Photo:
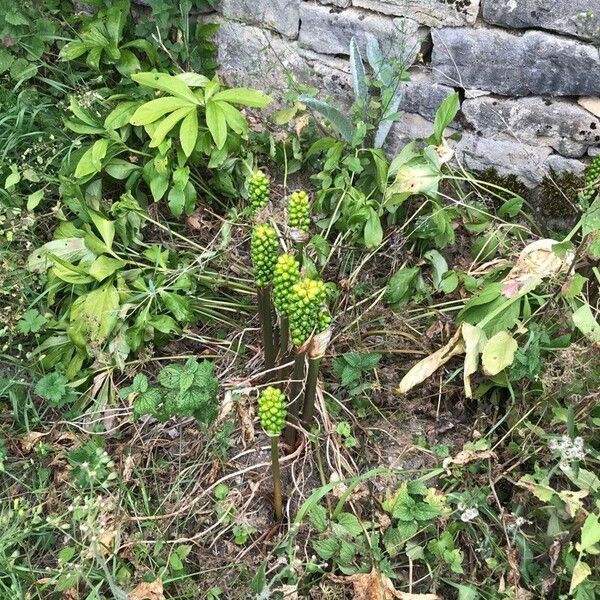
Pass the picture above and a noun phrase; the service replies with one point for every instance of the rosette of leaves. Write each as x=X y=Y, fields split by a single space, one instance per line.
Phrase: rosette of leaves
x=259 y=191
x=272 y=411
x=299 y=211
x=306 y=306
x=263 y=251
x=188 y=390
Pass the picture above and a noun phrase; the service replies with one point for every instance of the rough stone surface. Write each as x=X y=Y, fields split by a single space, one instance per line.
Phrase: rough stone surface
x=507 y=157
x=560 y=164
x=433 y=13
x=329 y=31
x=534 y=63
x=562 y=125
x=338 y=3
x=279 y=15
x=590 y=104
x=423 y=95
x=580 y=18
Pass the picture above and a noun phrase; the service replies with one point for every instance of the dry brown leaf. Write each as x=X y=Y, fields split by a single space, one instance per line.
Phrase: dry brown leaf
x=537 y=261
x=464 y=457
x=474 y=339
x=30 y=439
x=148 y=591
x=377 y=586
x=429 y=365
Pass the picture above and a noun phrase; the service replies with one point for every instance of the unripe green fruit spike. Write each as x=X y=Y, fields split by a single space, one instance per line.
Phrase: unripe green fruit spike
x=259 y=191
x=299 y=211
x=263 y=251
x=272 y=411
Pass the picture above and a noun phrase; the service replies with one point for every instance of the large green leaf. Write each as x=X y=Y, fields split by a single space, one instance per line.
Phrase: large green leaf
x=168 y=123
x=340 y=122
x=245 y=96
x=166 y=83
x=153 y=110
x=217 y=124
x=188 y=132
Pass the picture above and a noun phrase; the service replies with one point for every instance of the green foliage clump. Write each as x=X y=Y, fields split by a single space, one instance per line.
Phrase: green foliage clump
x=271 y=410
x=259 y=191
x=592 y=181
x=298 y=211
x=285 y=276
x=188 y=390
x=306 y=306
x=263 y=251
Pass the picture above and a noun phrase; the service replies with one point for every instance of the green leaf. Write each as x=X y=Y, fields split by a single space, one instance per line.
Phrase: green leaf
x=105 y=227
x=342 y=124
x=104 y=267
x=121 y=115
x=585 y=321
x=498 y=353
x=155 y=109
x=167 y=124
x=245 y=96
x=373 y=231
x=188 y=133
x=445 y=115
x=166 y=83
x=401 y=285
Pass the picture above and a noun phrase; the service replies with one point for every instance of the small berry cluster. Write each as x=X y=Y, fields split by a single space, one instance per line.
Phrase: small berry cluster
x=306 y=307
x=271 y=410
x=592 y=180
x=286 y=274
x=298 y=211
x=263 y=251
x=259 y=191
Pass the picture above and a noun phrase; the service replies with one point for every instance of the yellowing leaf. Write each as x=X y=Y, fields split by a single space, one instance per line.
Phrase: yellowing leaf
x=580 y=573
x=498 y=353
x=426 y=367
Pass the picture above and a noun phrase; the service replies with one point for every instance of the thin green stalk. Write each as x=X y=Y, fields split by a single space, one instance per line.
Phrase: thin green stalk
x=311 y=390
x=277 y=498
x=266 y=325
x=295 y=396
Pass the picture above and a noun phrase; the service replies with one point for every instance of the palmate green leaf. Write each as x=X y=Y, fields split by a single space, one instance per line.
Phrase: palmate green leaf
x=342 y=124
x=168 y=123
x=153 y=110
x=216 y=122
x=245 y=96
x=166 y=83
x=188 y=132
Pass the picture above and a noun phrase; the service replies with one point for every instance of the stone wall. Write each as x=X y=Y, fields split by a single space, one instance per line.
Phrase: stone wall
x=528 y=70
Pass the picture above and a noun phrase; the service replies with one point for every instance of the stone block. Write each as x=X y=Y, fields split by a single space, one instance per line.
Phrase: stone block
x=535 y=63
x=560 y=124
x=329 y=31
x=282 y=16
x=507 y=157
x=433 y=13
x=580 y=18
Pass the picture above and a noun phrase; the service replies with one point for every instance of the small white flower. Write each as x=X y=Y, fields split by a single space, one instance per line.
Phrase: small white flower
x=469 y=514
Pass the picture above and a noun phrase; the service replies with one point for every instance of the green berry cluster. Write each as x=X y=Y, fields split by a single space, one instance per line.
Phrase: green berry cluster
x=306 y=305
x=298 y=211
x=259 y=191
x=263 y=251
x=271 y=410
x=286 y=274
x=592 y=180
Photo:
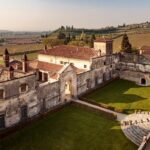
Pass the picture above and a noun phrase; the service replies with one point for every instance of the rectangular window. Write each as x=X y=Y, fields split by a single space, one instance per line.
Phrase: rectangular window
x=2 y=121
x=85 y=66
x=23 y=87
x=45 y=77
x=1 y=94
x=61 y=62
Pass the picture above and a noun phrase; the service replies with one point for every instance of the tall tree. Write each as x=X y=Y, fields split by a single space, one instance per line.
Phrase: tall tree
x=125 y=45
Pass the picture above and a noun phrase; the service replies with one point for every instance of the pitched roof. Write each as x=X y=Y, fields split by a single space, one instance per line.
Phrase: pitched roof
x=71 y=52
x=48 y=66
x=104 y=40
x=145 y=48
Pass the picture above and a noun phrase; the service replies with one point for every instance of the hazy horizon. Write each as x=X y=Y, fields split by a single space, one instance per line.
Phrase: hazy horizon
x=45 y=15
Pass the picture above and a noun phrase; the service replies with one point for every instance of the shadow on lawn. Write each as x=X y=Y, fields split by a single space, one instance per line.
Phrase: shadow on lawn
x=115 y=93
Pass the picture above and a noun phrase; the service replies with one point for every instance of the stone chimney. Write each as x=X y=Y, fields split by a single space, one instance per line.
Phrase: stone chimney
x=6 y=58
x=24 y=63
x=11 y=72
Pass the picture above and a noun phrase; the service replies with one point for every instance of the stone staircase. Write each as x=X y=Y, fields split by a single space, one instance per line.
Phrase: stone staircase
x=136 y=127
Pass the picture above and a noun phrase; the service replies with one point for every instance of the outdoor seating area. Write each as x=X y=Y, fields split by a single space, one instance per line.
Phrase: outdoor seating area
x=136 y=126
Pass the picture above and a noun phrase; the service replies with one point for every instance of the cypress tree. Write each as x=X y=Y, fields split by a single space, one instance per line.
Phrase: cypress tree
x=125 y=45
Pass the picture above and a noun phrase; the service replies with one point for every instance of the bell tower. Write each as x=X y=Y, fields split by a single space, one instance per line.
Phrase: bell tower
x=24 y=63
x=6 y=58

■ Instructions for the task ■
Your answer must be the lines from the one with "of the bell" through the last line of the data, repeated exactly and with nothing else.

■ Task output ■
Pass the picture above and a noun phrase; the service replies with one point for every instance of the bell tower. Write each as x=X y=Y, fields split by a single space, one instance per line.
Phrase: bell tower
x=24 y=63
x=6 y=58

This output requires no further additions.